• **What to do**
Rewrite all of the following records, swapping every "instance" for "item" and leaving everything else unchanged.

• **Given records**
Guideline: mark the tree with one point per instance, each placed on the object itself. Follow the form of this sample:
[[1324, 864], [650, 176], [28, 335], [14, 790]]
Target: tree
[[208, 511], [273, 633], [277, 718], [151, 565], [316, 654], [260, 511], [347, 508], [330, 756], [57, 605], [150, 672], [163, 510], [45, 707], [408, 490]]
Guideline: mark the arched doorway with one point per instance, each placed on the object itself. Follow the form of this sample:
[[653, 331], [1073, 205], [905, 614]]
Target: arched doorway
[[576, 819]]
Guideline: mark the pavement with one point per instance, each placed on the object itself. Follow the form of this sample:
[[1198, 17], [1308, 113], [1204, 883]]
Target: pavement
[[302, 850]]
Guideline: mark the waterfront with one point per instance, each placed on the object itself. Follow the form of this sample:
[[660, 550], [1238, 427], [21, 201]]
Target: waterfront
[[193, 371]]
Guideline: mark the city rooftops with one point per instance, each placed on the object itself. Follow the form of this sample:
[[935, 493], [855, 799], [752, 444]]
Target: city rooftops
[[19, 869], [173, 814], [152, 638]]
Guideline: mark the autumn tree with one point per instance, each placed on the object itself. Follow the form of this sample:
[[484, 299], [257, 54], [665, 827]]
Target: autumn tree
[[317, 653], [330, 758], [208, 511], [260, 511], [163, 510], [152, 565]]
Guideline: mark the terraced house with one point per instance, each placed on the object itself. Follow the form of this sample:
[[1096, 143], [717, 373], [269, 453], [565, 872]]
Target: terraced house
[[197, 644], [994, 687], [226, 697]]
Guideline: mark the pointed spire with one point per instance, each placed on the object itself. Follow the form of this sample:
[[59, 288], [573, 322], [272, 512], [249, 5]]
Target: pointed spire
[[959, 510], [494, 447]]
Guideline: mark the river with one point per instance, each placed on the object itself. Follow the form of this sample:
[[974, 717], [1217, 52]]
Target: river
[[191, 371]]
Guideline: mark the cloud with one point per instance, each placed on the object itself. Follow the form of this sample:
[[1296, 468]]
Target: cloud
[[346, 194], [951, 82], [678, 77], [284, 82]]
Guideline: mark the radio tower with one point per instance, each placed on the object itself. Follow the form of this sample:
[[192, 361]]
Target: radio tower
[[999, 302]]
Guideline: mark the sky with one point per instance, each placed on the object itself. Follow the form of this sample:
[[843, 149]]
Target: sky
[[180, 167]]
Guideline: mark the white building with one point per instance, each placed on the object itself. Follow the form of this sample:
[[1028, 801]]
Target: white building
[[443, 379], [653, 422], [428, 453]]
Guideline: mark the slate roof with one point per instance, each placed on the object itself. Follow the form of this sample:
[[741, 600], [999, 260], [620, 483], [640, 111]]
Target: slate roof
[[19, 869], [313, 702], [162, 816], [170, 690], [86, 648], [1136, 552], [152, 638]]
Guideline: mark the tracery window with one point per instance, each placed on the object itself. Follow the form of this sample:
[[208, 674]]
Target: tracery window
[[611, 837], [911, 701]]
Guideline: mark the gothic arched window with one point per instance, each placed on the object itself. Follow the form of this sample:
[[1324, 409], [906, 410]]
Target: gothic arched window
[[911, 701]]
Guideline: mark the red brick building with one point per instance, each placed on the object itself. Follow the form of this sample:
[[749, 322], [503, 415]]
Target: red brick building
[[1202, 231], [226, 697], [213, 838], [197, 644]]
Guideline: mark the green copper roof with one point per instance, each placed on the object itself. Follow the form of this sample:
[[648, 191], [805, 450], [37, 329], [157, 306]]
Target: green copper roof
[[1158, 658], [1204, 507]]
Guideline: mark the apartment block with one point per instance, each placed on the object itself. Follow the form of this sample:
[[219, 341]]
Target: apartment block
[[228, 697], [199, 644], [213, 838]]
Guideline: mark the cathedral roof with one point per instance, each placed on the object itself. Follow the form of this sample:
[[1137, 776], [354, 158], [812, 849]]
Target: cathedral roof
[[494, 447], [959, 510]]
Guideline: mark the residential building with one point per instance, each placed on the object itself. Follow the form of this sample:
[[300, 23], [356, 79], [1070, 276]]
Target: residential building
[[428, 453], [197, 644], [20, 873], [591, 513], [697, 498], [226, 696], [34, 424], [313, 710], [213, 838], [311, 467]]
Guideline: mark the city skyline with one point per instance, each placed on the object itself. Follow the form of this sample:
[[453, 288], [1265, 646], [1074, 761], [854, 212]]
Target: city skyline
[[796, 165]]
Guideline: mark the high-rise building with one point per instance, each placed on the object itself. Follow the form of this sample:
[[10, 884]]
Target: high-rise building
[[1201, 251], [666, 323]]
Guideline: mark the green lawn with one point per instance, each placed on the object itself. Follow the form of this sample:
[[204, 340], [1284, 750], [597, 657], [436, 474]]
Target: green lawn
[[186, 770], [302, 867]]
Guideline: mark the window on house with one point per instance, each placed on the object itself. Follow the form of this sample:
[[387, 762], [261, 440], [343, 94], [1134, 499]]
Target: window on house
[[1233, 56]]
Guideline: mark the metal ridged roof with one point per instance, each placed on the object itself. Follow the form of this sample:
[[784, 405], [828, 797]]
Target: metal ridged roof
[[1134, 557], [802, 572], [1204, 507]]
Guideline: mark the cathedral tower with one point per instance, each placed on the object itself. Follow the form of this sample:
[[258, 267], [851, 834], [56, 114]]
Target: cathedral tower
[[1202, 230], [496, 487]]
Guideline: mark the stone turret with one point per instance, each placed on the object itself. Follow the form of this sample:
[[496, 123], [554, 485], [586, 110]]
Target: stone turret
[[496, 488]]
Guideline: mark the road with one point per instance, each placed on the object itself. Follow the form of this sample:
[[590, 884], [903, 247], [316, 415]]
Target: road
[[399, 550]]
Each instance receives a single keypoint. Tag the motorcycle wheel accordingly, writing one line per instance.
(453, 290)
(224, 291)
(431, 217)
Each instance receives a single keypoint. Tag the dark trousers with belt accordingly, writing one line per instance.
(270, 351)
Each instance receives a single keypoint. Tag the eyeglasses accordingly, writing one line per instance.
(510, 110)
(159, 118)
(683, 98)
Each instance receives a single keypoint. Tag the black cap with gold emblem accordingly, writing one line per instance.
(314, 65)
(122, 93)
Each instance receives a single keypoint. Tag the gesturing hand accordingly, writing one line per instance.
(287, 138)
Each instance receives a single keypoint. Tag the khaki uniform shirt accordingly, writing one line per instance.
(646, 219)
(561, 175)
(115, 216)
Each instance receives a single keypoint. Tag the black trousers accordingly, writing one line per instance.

• **Solution to the problem**
Guideline: mark the tree with one point per item, each placed on the object itself. Follow the form of this sample:
[[1324, 864], [650, 176], [28, 335], [14, 790]]
Target: tree
[[208, 511], [273, 633], [277, 718], [151, 565], [316, 654], [260, 511], [347, 508], [330, 756], [57, 605], [150, 672], [163, 510], [45, 707], [408, 490]]
Guideline: mark the arched doorway with one point per item, each placed on the object itself. Follow the form of this sample:
[[653, 331], [1073, 205], [905, 614]]
Target: arched doorway
[[576, 819]]
Guideline: mark the pavement with one point per item, each placed on the object itself. Follow the form of this sample:
[[1198, 17], [1308, 113], [1204, 883]]
Target: pavement
[[302, 850]]
Guideline: mark the waterfront with one point per item, each placed on the object itself. Follow the form of this sample:
[[660, 550], [1238, 427], [21, 201]]
Target: waterfront
[[193, 371]]
Guideline: mark the city rooftops with one point per item, each placed on the object itself. Follow the form of this sample:
[[935, 493], [855, 799], [752, 444]]
Target: city rooftops
[[19, 869], [173, 814], [152, 638]]
Guideline: mark the autumn tree with one point per item, each placed on the object itself. Follow the form of this sample:
[[484, 299], [257, 54], [665, 827]]
Target: autumn tree
[[317, 653], [330, 758], [208, 511], [260, 511], [163, 510], [152, 565]]
Guideline: mark the terraced house with one point per item, each placed on the object itself. Follow the form of this sample:
[[1096, 143], [717, 373], [269, 453], [565, 872]]
Target: terraced house
[[197, 644], [994, 687], [226, 697]]
Guideline: mark the pointed spire with one point per item, each placed on the object itself. Follow the form of this sample:
[[59, 288], [573, 322], [272, 512], [249, 5]]
Target: pointed spire
[[959, 510], [494, 447]]
Guideline: mark the river with one point per item, each placed on the object itself. Follow the form of this sample:
[[974, 717], [1217, 52]]
Target: river
[[191, 371]]
Guideline: mark the cloud with one point per item, each placed on the object itself. Follow the form of this sample:
[[1296, 468]]
Target: cloud
[[346, 194], [951, 82], [678, 77], [284, 82]]
Guideline: mark the radio tower with one point per item, each placed on the object itself. Follow the form of this sample:
[[192, 361]]
Target: radio tower
[[999, 302]]
Guideline: mark the sky with one point per item, each placed on the object itself. Follow the form of this sample:
[[843, 149]]
Target: sky
[[180, 167]]
Guideline: mark the white building with one point per item, each placed on the object itself. Follow the form of this sample:
[[1028, 801]]
Target: white building
[[443, 379], [653, 422], [428, 453]]
Guideline: mark the slate roof with one point per item, each placed on the object itself. Follow the form of this sample:
[[741, 600], [999, 260], [620, 483], [640, 111]]
Target: slate roof
[[19, 869], [313, 702], [162, 816], [170, 690], [86, 648], [1136, 552], [152, 638]]
Guideline: mark the tracery window with one point per item, each placed on the object itself. Follow the form of this sample:
[[208, 674]]
Target: tracery window
[[611, 837], [911, 701]]
Guideline: mark the gothic arched window with one point per item, each placed on the object itself. Follow the form of this sample:
[[1324, 409], [906, 410]]
Target: gothic arched window
[[911, 701]]
Guideline: mark the red brick building with one point per item, each placed on the object itself. Follow the form of this sample:
[[749, 322], [503, 415]]
Target: red brick building
[[1202, 231], [226, 697], [213, 838], [197, 644]]
Guideline: mark the green copper roof with one point per item, each placed on the object itself. Follow the form of this sample:
[[648, 191], [805, 450], [37, 329], [157, 306]]
Target: green copper roof
[[1158, 658], [1204, 507]]
Guideline: mark the apartment block with one point per item, each placed on the object itself. Follow the form of this sample:
[[219, 341]]
Target: apartment block
[[228, 697], [199, 644], [213, 838]]
Guideline: mark the cathedral roof with one point per item, each placed on the object itself. Follow the form of this sample:
[[1137, 776], [354, 158], [812, 849]]
Target: cathedral roof
[[494, 447], [959, 510]]
Guideline: mark the residential building with one point per item, each placed on the object itself. Follow the form of this sample:
[[300, 23], [356, 79], [1070, 276]]
Target: residential building
[[428, 453], [197, 644], [20, 873], [591, 513], [697, 498], [226, 696], [34, 424], [313, 710], [213, 838], [311, 467]]
Guideline: mark the city skyline with one point per item, each placed on the object itself. Follow the form of this sample:
[[453, 288], [1265, 646], [1074, 761], [854, 212]]
Target: city skyline
[[796, 165]]
Guideline: mark the high-rise building with one point per item, each placed on the object itself. Follow the form of this sample:
[[10, 884]]
Target: high-rise building
[[1201, 251], [666, 323]]
Guideline: mark the green lawn with one point per item, each placed on the object itself. Follow the form of this sample:
[[204, 340], [1284, 750], [597, 657], [436, 474]]
Target: green lawn
[[186, 770], [302, 867]]
Guideline: mark the window on house with one point per item, each placed on the object itself. Follow the form of this sample:
[[387, 762], [261, 440], [343, 94], [1134, 499]]
Target: window on house
[[1233, 56]]
Guideline: mark the metal ridged roof with one point per item, each placed on the object itself. Follow the form of this sample:
[[784, 405], [828, 797]]
Target: metal ridged roof
[[1134, 557], [802, 572], [1204, 507]]
Guideline: mark the cathedral tower with one point per item, each placed on the object itself. Follow the form of this sample:
[[258, 267], [851, 834], [56, 114]]
Target: cathedral tower
[[1202, 230], [496, 487]]
Guideline: mark the stone turret with one point per item, each placed on the object itself. Follow the form of this sample:
[[496, 123], [554, 485], [586, 110]]
Target: stone turret
[[496, 488]]
Guideline: mark the road with one point per item, each placed on the object itself. Follow the form of this sample:
[[590, 884], [903, 247], [316, 415]]
Target: road
[[399, 550]]
Each item receives a single keypoint. Tag the motorcycle wheel accordingly, writing one line per item.
(453, 290)
(224, 291)
(431, 217)
Each item receives a single keypoint. Tag the dark trousers with belt accordingly, writing one line per item.
(270, 351)
Each item receives a single keypoint. Tag the eyeglasses accordingly, writing one line per item.
(510, 110)
(159, 118)
(683, 98)
Each item receives a single keypoint. Tag the black cap with gold emblem accordingly, writing one line per item.
(314, 65)
(122, 93)
Each item receives a single keypoint. Tag the gesturing hand accordingly, writing one line per item.
(287, 138)
Each item receives a single keypoint. Tag the khaki uniform shirt accordingly, writing one line per item.
(646, 219)
(561, 175)
(115, 216)
Each item receives a single keypoint. Tag the black trousers accordingly, writing one line per item.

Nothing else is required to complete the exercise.